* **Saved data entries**
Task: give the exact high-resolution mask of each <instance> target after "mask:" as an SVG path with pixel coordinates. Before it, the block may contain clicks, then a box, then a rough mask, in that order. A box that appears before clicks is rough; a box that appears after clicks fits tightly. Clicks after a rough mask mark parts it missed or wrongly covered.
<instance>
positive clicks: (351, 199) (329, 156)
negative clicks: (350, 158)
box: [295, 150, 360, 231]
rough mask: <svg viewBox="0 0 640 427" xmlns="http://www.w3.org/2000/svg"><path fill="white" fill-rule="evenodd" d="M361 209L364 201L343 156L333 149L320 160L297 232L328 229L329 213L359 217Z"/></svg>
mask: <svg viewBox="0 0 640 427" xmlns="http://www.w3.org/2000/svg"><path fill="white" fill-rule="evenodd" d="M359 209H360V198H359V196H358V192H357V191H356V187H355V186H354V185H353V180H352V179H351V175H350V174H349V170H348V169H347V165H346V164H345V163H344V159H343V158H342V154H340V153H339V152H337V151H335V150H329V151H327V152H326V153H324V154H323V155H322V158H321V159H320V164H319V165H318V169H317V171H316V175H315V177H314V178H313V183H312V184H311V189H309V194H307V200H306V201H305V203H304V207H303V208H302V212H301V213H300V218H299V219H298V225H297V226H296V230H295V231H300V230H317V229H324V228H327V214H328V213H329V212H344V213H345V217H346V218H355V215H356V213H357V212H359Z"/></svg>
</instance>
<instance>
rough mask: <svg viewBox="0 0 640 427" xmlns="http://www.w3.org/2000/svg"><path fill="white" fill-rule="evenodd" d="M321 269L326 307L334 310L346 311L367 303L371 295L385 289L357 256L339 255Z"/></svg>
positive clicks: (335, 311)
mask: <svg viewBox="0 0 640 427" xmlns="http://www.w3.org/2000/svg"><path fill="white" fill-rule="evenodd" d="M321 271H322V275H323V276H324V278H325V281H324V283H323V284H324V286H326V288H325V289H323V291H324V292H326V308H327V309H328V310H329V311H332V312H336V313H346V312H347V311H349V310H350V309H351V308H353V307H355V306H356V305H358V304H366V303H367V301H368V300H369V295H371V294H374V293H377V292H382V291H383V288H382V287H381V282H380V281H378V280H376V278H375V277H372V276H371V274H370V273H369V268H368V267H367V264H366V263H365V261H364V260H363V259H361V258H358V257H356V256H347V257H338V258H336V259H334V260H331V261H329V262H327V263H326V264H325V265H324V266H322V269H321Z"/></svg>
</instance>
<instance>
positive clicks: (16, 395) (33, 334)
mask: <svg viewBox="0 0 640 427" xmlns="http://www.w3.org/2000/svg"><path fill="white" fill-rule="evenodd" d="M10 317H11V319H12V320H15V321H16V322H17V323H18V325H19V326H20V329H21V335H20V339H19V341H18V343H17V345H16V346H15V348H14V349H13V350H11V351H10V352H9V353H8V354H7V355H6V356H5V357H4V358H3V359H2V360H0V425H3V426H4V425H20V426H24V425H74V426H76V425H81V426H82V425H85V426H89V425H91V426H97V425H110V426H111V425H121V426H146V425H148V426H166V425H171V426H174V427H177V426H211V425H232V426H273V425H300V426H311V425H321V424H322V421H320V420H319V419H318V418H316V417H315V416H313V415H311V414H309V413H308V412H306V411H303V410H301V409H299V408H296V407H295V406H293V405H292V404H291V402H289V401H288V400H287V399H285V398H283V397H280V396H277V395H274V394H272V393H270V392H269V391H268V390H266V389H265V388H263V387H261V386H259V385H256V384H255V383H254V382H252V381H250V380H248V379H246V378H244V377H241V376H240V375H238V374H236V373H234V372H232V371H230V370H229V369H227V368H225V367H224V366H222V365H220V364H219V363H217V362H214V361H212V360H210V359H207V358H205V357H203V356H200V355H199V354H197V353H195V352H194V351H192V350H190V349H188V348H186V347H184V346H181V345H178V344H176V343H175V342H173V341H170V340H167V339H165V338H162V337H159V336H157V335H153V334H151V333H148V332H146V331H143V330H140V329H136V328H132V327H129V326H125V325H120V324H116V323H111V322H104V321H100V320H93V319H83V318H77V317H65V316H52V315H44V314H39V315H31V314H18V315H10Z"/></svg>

* **Exercise description**
Line by line, please reproduce the records exactly.

* **Task answer**
Task: give the exact high-resolution mask of each <instance> target after "mask:" as an SVG path with pixel coordinates. Before it, the block may contain clicks, then a box, then a rough mask, in that order. A box that appears before clicks is rough; a box that appears after clicks fits tightly. Clicks after a rough mask mark parts it missed or wrongly covered.
<instance>
positive clicks: (351, 199) (329, 156)
negative clicks: (350, 158)
box: [295, 150, 360, 231]
rough mask: <svg viewBox="0 0 640 427" xmlns="http://www.w3.org/2000/svg"><path fill="white" fill-rule="evenodd" d="M361 209L364 201L343 156L333 149L320 160L297 232L328 229L329 213L359 217Z"/></svg>
mask: <svg viewBox="0 0 640 427" xmlns="http://www.w3.org/2000/svg"><path fill="white" fill-rule="evenodd" d="M359 209H360V198H359V196H358V192H357V191H356V187H355V186H354V185H353V180H352V179H351V175H350V174H349V170H348V169H347V165H346V164H345V163H344V159H343V158H342V154H340V153H339V152H337V151H335V150H329V151H327V152H326V153H324V154H323V155H322V158H321V159H320V164H319V165H318V169H317V171H316V175H315V177H314V178H313V183H312V184H311V189H309V194H307V200H306V201H305V203H304V207H303V208H302V212H301V213H300V218H299V219H298V225H297V226H296V230H295V231H300V230H317V229H324V228H327V214H328V213H329V212H344V213H345V217H346V218H355V215H356V213H357V212H359Z"/></svg>
</instance>
<instance>
rough mask: <svg viewBox="0 0 640 427" xmlns="http://www.w3.org/2000/svg"><path fill="white" fill-rule="evenodd" d="M321 269L326 307L334 310L346 311L367 303L371 295L385 289L357 256L339 255Z"/></svg>
positive clicks: (335, 311)
mask: <svg viewBox="0 0 640 427" xmlns="http://www.w3.org/2000/svg"><path fill="white" fill-rule="evenodd" d="M321 271H322V275H323V276H324V278H325V281H324V283H323V284H324V286H326V288H325V289H323V291H324V292H326V308H327V309H328V310H329V311H332V312H336V313H346V312H347V311H349V310H350V309H351V308H353V307H355V306H356V305H358V304H366V303H367V301H368V300H369V295H371V294H374V293H377V292H382V291H383V288H382V287H381V282H380V281H378V280H376V278H375V277H372V276H371V274H370V273H369V268H368V267H367V264H366V263H365V261H364V260H363V259H361V258H358V257H356V256H347V257H338V258H336V259H334V260H331V261H329V262H327V263H326V264H325V265H324V266H322V269H321Z"/></svg>
</instance>
<instance>
positive clicks: (16, 395) (33, 334)
mask: <svg viewBox="0 0 640 427" xmlns="http://www.w3.org/2000/svg"><path fill="white" fill-rule="evenodd" d="M10 317H11V319H12V320H15V321H16V322H17V323H18V325H19V326H20V329H21V335H20V339H19V341H18V343H17V345H16V346H15V348H14V349H13V350H11V351H10V352H9V353H8V354H7V355H6V356H5V357H4V358H3V359H2V360H0V425H3V426H4V425H20V426H24V425H74V426H76V425H81V426H82V425H85V426H89V425H91V426H97V425H110V426H111V425H121V426H146V425H148V426H166V425H171V426H174V427H177V426H211V425H232V426H273V425H300V426H311V425H321V424H322V421H320V420H319V419H318V418H316V417H315V416H313V415H311V414H309V413H308V412H306V411H303V410H301V409H299V408H296V407H295V406H293V405H292V404H291V402H289V401H288V400H287V399H285V398H283V397H280V396H277V395H274V394H272V393H270V392H269V391H268V390H266V389H265V388H263V387H261V386H259V385H256V384H255V383H254V382H252V381H250V380H248V379H246V378H244V377H241V376H240V375H238V374H236V373H234V372H232V371H230V370H229V369H227V368H225V367H224V366H222V365H220V364H219V363H217V362H214V361H212V360H210V359H207V358H205V357H203V356H200V355H199V354H197V353H195V352H194V351H192V350H190V349H188V348H186V347H184V346H181V345H178V344H176V343H175V342H173V341H170V340H167V339H165V338H162V337H159V336H157V335H153V334H151V333H148V332H146V331H143V330H140V329H136V328H132V327H129V326H125V325H120V324H116V323H111V322H104V321H100V320H93V319H83V318H77V317H65V316H52V315H44V314H39V315H31V314H18V315H10Z"/></svg>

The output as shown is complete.